Santiago de Compostela is a city in the historic region of Galicia in northwest Spain, which attracted millions of pilgrims during the Middle Ages.
Rome, Jerusalem, and Compostelle were major pilgrimage destinations in medieval times. In France, the sanctuaries of Mont Saint Michel, Rocamadour, Notre Dame du Puy, Sainte Madeleine at Vezélay, Tours and St Martin’s tomb completed the holy places.
The pilgrimage to Compostela began around the year 830AD, with the discovery of the the tomb of the Apostle Jacques (St. James). It is believed that James went to Spain to convert the populace. Then, back in Jerusalem he was martyred. His disciples put his body in a small boat which was guided through the Mediterranean Sea and back up the coast of Portugal to the final destination in Galicia. Once there, his followers held a burial worthy of a martyr in what is called the Field of the Star, in Compostela.
After the discovery of the tomb in the 9th century, the pilgrimages were organized on a greater scale due to St Jacques (James) having become the patron saint of Spain and representing the struggle against the Moors, who had occupied the country for the previous century.
Apparently the organisation of the pilgrimage was a Grand Idea from the order of Cluny and at the onset of the 12th century the pilgrimage guide described four paths crossing France which all converged in the western Pyrenees, forming only one route, "el camino francès", which ended in Compostela.

* _Work to complete_:
Continue the account of the medieval pilgrimage to Santiago de Compostela, starting right after its last sentence.

Extracted records
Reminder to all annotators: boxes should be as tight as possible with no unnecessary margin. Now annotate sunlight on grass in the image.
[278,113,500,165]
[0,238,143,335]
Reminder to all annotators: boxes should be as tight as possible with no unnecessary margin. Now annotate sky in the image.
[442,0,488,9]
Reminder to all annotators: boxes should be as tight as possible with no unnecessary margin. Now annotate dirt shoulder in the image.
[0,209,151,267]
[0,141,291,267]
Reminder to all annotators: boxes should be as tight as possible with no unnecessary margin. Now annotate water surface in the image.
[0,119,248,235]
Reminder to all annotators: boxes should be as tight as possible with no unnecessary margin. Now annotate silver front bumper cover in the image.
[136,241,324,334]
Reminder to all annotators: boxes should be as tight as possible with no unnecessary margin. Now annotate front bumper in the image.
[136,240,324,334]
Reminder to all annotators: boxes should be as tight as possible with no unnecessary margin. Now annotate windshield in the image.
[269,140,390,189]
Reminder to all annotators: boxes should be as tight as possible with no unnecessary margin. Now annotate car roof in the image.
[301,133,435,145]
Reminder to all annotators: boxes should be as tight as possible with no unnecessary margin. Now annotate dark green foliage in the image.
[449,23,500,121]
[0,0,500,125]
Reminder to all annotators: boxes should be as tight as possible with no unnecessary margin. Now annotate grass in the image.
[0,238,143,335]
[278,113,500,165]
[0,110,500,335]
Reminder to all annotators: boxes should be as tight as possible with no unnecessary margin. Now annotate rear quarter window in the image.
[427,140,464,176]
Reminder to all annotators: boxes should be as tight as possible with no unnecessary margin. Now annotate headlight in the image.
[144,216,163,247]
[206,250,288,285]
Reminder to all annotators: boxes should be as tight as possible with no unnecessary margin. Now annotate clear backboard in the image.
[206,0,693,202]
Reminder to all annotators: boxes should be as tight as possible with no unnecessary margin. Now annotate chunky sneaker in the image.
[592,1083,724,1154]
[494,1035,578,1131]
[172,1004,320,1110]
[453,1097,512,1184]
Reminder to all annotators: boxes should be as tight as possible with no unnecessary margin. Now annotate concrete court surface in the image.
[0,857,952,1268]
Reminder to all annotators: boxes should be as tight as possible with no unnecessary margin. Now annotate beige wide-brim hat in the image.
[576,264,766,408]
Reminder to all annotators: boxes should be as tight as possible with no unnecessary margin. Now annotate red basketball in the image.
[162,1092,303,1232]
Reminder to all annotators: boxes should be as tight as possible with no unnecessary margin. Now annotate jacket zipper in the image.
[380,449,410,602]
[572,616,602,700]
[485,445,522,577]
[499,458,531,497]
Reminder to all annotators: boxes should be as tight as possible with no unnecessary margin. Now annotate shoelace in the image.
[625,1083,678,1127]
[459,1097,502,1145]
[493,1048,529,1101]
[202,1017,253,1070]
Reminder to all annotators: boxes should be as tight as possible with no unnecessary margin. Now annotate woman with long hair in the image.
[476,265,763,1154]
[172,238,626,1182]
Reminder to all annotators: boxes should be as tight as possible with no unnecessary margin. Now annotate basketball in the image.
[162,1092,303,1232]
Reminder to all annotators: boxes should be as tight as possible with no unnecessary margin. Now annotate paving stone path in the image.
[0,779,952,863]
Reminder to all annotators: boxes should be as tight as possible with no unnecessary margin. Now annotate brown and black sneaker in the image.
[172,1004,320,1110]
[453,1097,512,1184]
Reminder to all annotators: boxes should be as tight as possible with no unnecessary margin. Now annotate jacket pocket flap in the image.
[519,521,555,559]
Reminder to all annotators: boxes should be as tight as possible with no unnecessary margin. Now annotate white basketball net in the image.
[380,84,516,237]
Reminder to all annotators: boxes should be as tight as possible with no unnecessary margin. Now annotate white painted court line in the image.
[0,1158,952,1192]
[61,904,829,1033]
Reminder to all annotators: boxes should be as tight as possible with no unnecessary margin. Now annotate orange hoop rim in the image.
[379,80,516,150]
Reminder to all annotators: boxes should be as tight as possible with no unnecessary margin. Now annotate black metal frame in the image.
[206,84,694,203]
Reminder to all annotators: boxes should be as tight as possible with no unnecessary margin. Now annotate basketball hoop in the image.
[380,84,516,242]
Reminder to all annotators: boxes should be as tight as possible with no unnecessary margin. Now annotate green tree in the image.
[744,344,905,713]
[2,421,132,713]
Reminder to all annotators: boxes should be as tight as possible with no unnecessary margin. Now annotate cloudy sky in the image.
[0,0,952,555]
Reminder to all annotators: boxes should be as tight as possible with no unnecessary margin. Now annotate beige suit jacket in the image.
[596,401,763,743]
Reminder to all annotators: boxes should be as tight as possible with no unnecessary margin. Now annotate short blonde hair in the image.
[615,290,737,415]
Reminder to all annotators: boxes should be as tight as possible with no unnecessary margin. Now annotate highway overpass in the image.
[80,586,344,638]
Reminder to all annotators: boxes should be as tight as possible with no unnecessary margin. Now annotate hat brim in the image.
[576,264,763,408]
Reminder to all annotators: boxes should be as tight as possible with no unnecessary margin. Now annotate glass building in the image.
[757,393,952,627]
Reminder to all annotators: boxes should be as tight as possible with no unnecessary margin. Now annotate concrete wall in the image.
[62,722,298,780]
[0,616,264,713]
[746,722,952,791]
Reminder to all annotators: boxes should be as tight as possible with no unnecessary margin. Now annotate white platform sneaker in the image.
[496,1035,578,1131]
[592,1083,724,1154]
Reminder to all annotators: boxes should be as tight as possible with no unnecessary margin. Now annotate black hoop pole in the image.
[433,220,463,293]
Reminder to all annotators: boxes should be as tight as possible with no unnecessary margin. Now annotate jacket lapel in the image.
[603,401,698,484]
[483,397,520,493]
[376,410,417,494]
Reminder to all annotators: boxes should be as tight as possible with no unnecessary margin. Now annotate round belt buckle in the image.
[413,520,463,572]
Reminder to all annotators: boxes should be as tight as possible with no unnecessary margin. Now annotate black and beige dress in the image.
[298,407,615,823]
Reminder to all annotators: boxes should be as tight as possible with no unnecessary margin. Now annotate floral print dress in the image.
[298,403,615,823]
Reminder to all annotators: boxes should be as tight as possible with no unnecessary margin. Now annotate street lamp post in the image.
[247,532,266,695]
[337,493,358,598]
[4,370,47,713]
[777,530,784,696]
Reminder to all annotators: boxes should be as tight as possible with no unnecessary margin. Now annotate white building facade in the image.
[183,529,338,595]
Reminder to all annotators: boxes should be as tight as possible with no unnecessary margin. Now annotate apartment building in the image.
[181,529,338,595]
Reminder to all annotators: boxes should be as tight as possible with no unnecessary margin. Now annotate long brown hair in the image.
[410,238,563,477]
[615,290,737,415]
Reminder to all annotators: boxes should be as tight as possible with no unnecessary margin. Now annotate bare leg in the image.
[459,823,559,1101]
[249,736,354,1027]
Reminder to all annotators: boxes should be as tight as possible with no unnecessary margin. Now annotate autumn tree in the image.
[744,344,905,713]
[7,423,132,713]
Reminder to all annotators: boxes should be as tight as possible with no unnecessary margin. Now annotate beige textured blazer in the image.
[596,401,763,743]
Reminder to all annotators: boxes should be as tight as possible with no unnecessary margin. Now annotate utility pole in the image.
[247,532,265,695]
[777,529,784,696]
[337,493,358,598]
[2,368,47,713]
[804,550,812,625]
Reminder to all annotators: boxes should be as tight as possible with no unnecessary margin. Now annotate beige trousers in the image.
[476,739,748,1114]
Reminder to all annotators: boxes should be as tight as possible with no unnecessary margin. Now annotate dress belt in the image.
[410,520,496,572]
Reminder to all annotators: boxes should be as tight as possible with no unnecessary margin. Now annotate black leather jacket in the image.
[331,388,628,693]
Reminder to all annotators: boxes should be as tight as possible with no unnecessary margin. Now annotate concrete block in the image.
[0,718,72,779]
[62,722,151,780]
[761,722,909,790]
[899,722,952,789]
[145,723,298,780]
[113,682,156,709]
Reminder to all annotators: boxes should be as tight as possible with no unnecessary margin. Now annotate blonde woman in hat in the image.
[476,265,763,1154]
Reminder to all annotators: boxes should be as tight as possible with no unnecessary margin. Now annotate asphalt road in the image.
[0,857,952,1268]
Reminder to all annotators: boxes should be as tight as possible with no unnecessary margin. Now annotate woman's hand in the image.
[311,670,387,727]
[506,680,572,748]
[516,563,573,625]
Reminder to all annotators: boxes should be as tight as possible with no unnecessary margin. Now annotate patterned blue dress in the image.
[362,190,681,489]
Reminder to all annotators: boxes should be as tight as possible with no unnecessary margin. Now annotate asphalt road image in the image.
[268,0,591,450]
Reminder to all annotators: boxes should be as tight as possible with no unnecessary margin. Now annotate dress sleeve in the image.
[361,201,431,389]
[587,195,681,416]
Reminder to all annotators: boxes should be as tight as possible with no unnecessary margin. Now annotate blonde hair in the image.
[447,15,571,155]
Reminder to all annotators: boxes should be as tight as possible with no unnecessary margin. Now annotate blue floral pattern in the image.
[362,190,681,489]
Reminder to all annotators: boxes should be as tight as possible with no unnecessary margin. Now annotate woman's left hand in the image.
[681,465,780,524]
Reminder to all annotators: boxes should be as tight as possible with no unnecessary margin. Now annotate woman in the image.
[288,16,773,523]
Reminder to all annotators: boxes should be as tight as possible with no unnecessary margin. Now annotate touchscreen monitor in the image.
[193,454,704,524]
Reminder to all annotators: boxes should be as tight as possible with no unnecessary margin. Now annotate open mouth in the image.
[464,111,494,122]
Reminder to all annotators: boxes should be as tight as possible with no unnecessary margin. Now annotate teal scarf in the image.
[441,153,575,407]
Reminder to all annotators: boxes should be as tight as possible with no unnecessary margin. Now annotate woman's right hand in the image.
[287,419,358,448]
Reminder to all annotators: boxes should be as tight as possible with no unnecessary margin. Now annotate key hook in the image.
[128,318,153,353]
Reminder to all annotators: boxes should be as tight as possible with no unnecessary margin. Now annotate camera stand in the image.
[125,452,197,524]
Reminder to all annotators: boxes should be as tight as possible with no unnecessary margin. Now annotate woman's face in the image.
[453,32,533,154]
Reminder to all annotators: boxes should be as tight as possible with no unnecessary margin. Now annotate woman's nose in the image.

* _Task response_:
The four paths originate in Tours, le Puy en Velay, Vézelay and St Gilles in le Gard. The three western routes end in Ostabat, in the Basque region, and the one route coming from Provence passes through Somport, and they then converge in Puenta la Reina to become the Royal Road.
Nowadays, the GR 65 or Via Podensis coming from le Puy en Velay passes through Montréal. The GR 654 coming from Vézelay joins the GR 65 in Montreal.
The Pilgrimage Routes leading to Santiago de Compostela
In 1400, archives from Montréal indicate that there was a St Jacques Street and an old hospital on the ramparts which welcomed the pilgrims and provided shelter during their stay in the village.
At the centre of the Place de la Bastide, the Tourist office will welcome you and provide you with all the information you will need in order to start or continue your excursion towards Santiago de Compostela.
Four footpaths and hikes are indicated by arrows around Montreal.
Descriptive cards and guides are available in the Tourist Office and will enable you to discover our armagnacaise village with its rich Gallo-Roman and Romanesque heritage dating from the Renaissance and the 18th century.